** TEXT **

+--

Friday, October 7, 2022

True Rebel Dedication: How Some Rebel Fans Go to Home Games

Ole Miss has droves of loyal fans who have proven their love through voyages across the Southern states for  away games as well waking up before the sun to hang chandeliers in tents in the Grove. A couple of fans upped the ante and bought real estate just for the weekend home games in Oxford.
Scott Martinez, president of North Louisiana Economic Partnership, owns a condo at 406 Lark Run in Audubon Park inside Northpointe.

Martinez purchased this condo in April 2013 after moving to north Louisiana from Austin, TX.
Martinez purchased this condo in April 2013 after moving to north Louisiana from Austin, Texas.

Martinez became an Ole Miss fan when he attended the University of Mississippi. His first Ole Miss game was the Egg Bowl in 1992.
“Even in the freezing weather, I was hooked when the Pride of the South played ‘From Dixie with Love,’ ” Martinez said. “I was the first person in my family to attend Ole Miss, and now most of my family follows Ole Miss.
“I made most Ole Miss home games when I lived in Texas,” Martinez said, “One of the things that was attractive when I was considering my current position was it was closer to Oxford than when I lived in Austin. In fact, when the headhunter approached me about this position he said, ‘I have an opportunity you should consider that will get you closer to Ole Miss and your mama in Laurel.’ I have a wonderful position but I must admit those two things were attractive to me when I was considering this position.”
Martinez enjoys “always having a place to stay” in Oxford as well as “great neighbors.” He usually arrives in Oxford on Thursday or Friday to prepare for the weekend. If he does come to town on Thursday he goes to the Quarterback Club meeting.

+--

** EXERCISE REQUIREMENTS **
From the article on Rebel fans, extract the passage beginning with "Friday, October 7, 2022" and continuing through "Park inside Northpointe.".

[Lines of data]
+--

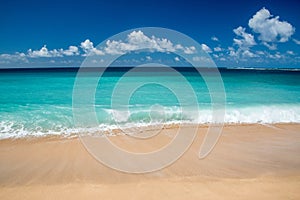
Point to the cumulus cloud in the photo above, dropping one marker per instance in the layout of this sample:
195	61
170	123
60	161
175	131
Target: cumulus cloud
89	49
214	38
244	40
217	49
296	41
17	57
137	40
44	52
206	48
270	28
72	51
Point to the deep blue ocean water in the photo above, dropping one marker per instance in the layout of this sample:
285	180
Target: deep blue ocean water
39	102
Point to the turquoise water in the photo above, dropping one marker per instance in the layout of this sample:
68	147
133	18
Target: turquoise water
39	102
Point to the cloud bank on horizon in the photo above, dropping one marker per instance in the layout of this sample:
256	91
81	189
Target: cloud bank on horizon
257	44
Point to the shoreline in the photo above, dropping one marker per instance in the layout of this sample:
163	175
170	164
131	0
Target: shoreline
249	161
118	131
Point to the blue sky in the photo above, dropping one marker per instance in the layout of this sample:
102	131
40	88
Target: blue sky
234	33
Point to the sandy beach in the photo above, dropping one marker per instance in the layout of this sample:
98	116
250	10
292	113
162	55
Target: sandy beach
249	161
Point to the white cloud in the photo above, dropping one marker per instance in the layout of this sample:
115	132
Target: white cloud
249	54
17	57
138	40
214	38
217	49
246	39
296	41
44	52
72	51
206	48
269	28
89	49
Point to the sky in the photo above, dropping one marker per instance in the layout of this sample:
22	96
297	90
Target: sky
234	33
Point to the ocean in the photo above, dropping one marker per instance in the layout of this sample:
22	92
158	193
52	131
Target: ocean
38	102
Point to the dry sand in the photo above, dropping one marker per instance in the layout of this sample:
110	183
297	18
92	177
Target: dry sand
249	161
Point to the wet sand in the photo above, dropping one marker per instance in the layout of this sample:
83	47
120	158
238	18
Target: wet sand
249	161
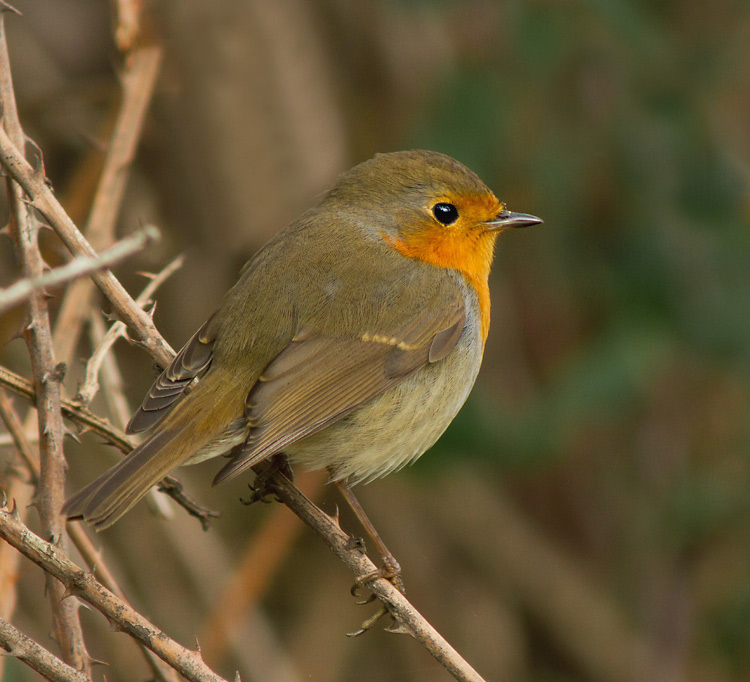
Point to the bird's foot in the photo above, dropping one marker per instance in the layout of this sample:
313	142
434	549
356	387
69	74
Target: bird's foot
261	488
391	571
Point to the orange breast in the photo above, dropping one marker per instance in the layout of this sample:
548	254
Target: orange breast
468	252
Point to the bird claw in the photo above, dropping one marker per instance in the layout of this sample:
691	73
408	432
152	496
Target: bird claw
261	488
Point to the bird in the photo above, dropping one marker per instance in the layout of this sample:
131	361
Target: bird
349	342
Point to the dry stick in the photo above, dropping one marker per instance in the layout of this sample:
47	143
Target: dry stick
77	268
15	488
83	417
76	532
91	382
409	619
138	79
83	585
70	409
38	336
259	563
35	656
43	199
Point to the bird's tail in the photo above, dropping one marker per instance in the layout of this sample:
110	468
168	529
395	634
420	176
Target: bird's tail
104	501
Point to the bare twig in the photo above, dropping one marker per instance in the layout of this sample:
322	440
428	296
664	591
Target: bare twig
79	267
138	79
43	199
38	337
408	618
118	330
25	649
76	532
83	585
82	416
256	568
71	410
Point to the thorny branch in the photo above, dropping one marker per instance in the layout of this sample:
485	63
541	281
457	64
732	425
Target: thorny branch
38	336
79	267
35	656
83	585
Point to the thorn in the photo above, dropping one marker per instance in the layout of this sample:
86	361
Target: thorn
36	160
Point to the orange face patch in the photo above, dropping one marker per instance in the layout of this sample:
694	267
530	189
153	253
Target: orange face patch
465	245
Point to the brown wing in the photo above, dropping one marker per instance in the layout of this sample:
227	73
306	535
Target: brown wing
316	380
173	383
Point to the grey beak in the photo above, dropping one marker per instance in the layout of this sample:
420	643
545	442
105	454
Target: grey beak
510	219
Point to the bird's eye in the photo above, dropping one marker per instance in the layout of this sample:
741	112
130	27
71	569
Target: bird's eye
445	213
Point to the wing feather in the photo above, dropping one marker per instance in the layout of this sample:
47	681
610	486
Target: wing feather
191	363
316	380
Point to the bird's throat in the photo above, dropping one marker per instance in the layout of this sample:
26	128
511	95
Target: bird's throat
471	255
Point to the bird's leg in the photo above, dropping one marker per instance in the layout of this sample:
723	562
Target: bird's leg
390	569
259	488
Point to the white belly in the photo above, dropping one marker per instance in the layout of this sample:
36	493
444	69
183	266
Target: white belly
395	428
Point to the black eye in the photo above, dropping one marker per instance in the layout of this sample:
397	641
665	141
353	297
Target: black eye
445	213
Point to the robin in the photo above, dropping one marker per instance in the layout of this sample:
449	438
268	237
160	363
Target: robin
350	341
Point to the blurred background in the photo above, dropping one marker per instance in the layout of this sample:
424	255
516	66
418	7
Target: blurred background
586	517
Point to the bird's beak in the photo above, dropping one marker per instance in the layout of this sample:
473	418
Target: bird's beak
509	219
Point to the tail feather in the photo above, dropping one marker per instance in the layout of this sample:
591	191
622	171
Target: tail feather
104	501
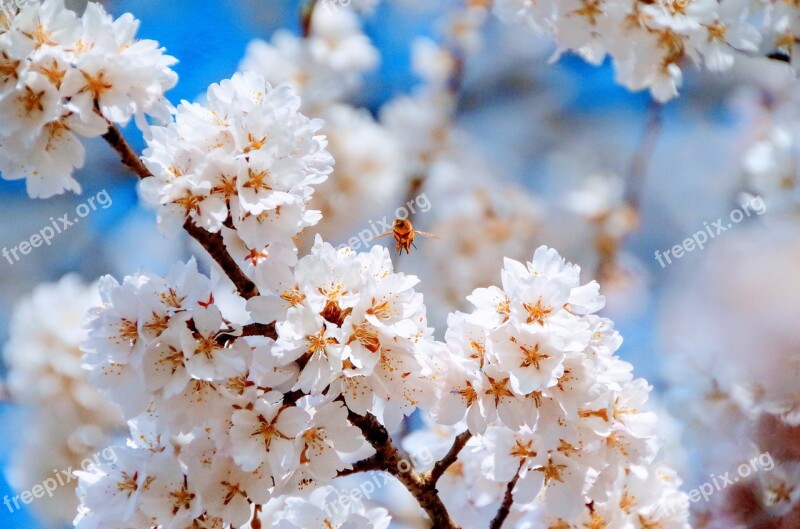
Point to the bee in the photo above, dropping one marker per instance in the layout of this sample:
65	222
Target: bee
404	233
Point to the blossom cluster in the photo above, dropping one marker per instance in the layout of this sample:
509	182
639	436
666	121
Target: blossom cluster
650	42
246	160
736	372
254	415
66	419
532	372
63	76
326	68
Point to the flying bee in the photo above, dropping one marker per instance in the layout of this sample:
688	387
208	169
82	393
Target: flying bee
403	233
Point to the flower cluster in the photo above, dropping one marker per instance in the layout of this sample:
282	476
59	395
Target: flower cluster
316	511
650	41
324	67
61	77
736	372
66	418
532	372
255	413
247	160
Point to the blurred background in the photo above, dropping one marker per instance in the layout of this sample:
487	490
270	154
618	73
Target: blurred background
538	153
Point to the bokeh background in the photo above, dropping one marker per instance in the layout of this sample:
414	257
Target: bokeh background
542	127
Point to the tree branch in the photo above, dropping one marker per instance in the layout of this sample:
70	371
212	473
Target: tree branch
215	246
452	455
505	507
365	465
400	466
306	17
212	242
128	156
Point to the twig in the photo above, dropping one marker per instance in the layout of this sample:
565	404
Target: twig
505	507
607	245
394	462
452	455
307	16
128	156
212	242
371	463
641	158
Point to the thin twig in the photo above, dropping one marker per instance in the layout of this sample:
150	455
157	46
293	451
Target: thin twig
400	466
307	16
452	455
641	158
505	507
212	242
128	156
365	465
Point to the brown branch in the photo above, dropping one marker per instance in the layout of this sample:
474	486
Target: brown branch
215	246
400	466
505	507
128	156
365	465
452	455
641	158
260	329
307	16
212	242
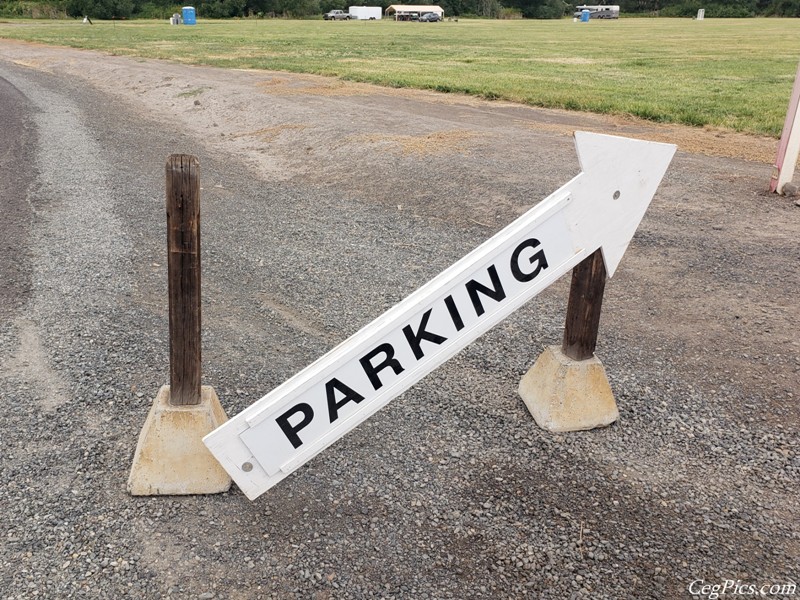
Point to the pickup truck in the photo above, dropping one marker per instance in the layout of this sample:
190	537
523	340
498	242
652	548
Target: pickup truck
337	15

+--

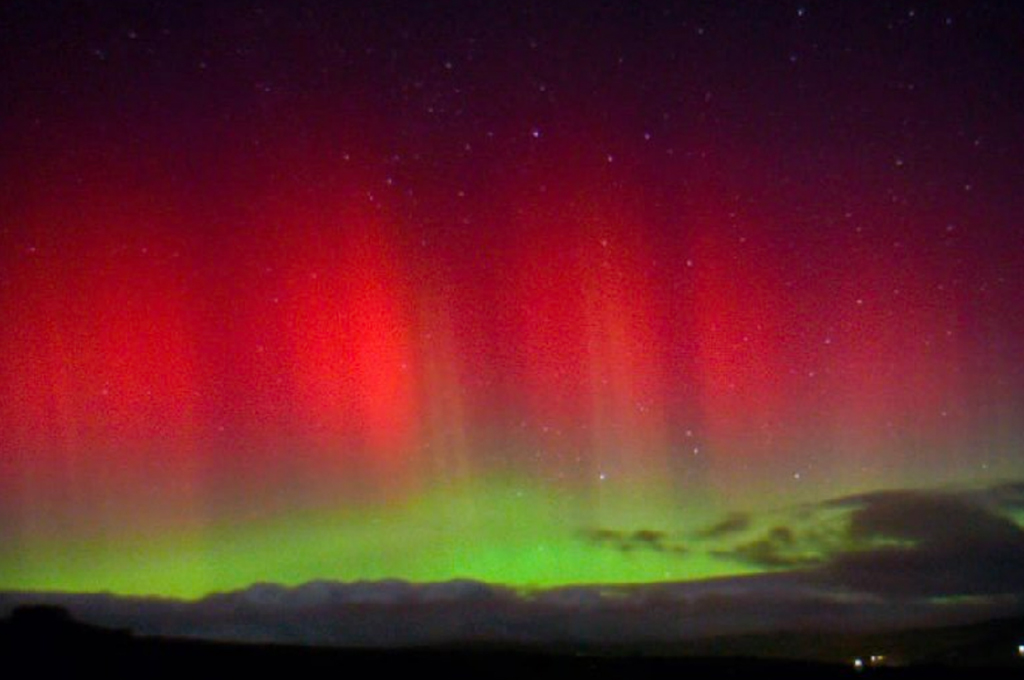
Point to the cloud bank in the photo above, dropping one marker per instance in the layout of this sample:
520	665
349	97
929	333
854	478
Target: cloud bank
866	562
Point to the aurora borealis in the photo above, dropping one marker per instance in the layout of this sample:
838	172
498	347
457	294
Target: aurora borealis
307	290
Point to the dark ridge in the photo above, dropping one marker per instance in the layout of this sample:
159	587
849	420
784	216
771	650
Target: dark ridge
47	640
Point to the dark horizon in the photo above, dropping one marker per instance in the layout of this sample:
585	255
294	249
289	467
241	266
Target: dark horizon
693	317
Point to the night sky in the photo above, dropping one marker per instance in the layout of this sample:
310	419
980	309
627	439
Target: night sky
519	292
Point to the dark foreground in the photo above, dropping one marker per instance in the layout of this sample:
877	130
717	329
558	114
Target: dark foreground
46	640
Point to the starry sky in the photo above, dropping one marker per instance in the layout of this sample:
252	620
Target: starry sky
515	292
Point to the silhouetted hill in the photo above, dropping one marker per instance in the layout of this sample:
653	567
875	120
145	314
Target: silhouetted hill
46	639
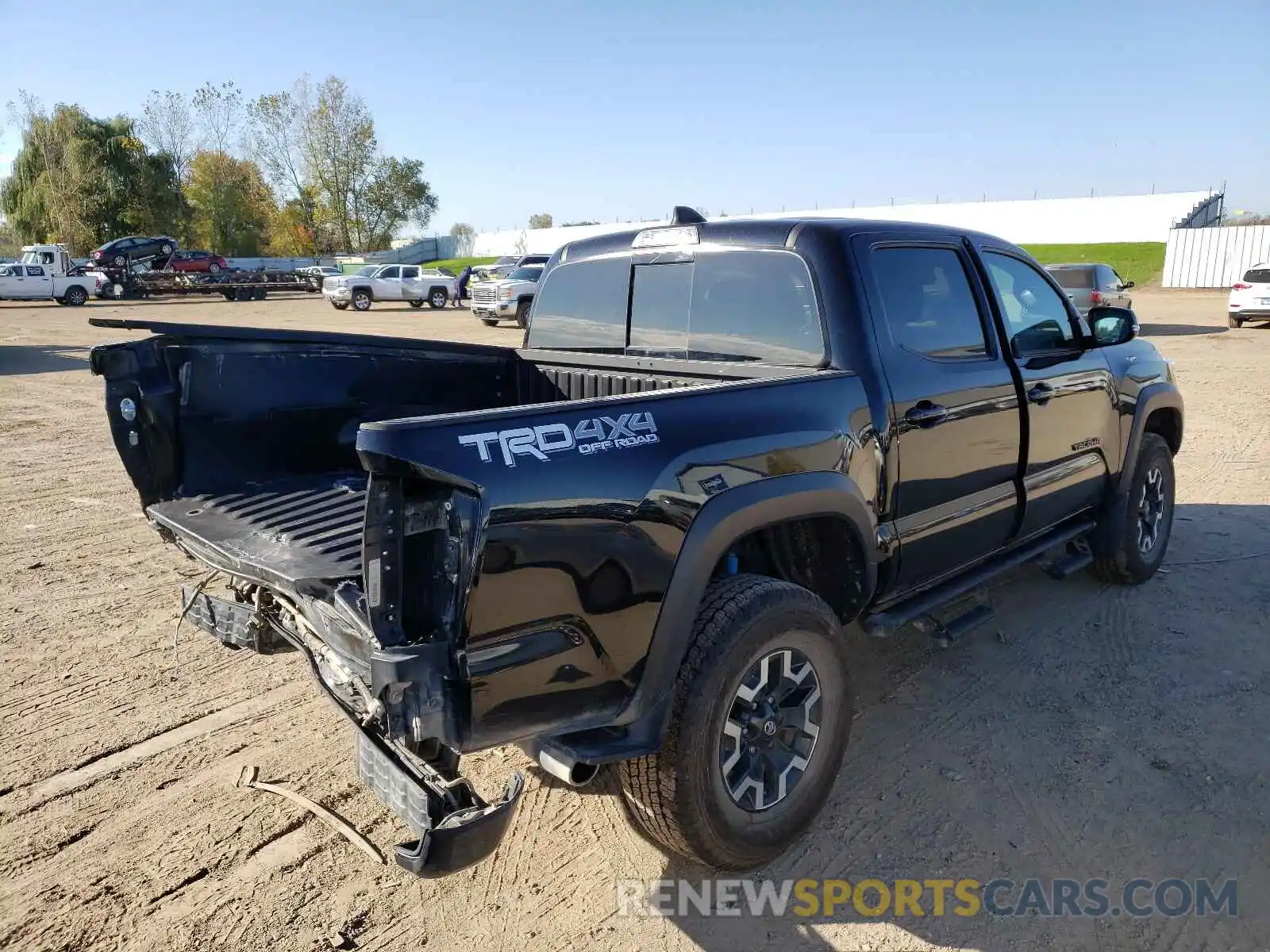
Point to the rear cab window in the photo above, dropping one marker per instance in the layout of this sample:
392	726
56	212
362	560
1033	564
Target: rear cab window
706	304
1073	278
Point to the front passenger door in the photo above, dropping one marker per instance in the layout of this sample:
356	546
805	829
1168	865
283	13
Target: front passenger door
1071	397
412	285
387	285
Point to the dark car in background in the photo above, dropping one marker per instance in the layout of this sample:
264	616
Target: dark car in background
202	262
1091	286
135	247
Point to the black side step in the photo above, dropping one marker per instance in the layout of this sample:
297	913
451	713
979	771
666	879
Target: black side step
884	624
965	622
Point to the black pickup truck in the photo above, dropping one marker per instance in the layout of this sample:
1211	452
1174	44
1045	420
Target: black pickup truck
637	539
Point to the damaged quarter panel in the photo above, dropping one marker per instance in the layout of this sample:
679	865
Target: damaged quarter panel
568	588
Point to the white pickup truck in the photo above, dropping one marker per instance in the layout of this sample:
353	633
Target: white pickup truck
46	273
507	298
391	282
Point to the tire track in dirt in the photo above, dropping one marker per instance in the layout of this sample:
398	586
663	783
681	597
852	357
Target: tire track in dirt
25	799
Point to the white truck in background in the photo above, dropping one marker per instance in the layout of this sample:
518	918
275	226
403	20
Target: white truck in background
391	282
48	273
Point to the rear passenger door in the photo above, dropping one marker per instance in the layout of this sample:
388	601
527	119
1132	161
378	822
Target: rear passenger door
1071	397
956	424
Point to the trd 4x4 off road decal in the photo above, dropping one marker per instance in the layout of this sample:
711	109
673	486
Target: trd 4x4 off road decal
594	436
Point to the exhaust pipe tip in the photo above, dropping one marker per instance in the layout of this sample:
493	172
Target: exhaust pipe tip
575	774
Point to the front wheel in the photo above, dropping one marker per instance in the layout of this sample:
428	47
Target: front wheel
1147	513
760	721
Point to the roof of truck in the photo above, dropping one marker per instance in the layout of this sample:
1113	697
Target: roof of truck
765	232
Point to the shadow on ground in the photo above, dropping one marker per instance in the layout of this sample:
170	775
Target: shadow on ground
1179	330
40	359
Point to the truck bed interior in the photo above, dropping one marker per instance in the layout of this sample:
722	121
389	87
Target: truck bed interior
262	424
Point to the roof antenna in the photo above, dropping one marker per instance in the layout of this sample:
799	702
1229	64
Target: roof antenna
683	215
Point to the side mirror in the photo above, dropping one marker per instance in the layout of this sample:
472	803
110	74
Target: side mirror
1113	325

+--

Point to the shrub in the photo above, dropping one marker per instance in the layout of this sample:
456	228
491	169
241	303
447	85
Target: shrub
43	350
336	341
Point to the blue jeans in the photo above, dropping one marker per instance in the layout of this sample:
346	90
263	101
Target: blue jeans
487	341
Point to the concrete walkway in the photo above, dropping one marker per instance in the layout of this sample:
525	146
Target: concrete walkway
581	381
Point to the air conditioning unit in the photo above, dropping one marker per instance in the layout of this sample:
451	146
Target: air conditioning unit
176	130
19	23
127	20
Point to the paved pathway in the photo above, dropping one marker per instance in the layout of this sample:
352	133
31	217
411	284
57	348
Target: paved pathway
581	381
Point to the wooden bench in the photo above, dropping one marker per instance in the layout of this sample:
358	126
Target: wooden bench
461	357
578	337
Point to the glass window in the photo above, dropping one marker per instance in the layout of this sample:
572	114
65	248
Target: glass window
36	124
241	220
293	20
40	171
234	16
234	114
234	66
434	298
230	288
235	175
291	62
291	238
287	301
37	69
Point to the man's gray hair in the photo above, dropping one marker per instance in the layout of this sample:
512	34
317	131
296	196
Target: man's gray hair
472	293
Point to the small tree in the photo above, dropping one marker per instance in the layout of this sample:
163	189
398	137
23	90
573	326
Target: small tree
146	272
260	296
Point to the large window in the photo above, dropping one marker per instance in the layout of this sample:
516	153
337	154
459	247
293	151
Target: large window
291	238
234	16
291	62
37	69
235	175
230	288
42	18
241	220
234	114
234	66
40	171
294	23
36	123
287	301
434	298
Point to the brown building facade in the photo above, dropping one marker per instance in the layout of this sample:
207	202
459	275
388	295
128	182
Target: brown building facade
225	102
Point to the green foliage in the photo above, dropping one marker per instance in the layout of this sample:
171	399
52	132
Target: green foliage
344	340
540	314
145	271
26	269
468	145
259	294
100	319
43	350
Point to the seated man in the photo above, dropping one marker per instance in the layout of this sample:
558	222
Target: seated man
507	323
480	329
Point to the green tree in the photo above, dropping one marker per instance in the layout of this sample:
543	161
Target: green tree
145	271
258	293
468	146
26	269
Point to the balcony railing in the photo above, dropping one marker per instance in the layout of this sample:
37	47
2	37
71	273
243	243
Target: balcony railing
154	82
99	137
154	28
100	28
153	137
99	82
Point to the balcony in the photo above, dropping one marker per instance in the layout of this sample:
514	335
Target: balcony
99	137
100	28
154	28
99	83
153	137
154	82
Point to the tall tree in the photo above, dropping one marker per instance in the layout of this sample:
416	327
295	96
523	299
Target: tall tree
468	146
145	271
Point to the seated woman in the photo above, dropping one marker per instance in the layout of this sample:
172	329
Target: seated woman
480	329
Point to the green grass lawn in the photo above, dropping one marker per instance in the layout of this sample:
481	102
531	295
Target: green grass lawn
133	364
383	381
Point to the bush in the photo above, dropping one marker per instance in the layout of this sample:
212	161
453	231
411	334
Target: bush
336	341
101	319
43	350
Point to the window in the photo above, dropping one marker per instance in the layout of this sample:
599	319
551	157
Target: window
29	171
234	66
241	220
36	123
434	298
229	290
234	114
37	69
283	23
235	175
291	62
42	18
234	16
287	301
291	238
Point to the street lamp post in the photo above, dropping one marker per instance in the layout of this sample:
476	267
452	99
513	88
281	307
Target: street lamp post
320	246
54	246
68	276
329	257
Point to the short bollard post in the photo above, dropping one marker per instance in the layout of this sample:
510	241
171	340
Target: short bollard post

+--

** EXPECTED ANSWER **
Friday, October 7, 2022

True Rebel Dedication: How Some Rebel Fans Go to Home Games

Ole Miss has droves of loyal fans who have proven their love through voyages across the Southern states for  away games as well waking up before the sun to hang chandeliers in tents in the Grove. A couple of fans upped the ante and bought real estate just for the weekend home games in Oxford.
Scott Martinez, president of North Louisiana Economic Partnership, owns a condo at 406 Lark Run in Audubon Park inside Northpointe.